━━ Excerpted data ━━
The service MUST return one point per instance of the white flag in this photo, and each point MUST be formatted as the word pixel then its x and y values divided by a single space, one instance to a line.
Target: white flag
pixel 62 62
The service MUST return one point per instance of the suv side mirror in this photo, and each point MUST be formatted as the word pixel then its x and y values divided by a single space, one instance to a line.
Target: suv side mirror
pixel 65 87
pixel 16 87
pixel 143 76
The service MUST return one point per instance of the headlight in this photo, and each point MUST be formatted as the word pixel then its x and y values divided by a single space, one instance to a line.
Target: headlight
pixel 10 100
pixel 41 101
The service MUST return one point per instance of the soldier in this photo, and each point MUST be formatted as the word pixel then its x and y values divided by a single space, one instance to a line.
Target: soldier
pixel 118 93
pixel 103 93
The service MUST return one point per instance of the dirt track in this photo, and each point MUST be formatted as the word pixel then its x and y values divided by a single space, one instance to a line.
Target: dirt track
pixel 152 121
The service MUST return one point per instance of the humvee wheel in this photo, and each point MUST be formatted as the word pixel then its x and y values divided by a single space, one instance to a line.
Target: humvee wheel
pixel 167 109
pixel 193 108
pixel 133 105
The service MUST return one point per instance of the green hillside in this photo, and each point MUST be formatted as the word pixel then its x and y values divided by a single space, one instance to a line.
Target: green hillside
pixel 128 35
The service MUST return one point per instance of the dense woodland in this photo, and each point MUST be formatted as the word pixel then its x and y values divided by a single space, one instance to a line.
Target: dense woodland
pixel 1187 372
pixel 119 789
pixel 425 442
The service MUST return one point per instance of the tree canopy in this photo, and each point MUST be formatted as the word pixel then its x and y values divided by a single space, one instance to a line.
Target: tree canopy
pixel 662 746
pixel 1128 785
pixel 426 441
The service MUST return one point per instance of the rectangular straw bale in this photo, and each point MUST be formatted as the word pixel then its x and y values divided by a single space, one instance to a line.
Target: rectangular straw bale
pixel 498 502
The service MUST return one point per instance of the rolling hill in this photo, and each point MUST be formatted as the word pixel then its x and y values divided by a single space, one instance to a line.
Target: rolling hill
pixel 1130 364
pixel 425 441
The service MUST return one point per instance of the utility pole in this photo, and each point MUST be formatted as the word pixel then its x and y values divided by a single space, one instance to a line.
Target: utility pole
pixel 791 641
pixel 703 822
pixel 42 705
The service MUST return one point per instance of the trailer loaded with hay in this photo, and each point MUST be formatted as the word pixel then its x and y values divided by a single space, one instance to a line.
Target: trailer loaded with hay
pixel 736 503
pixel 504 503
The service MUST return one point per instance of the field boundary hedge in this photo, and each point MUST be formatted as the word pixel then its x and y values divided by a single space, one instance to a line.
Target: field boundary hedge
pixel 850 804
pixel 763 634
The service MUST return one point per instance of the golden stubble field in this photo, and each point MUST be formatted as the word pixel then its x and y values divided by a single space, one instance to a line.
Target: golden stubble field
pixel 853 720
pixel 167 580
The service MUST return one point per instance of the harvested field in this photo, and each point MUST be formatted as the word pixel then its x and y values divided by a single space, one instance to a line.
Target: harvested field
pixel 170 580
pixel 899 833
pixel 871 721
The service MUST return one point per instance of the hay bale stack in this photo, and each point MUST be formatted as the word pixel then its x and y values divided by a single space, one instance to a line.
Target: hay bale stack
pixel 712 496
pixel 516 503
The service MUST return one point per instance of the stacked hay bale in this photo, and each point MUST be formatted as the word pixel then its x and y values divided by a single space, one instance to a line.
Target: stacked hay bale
━━━
■ Short exercise ■
Reproduce word for word the stretch of the data from the line containing "The service MUST return one point per instance of the field" through the line containing "pixel 763 634", including both of those lines.

■ Solution to the exercise ■
The service MUST return one point per instance of the field boundary hedge in this photo, and each point MUST be formatted as the word pixel then its x and y values divided by a single space, one instance to a line.
Target: field boundary hedge
pixel 850 804
pixel 763 634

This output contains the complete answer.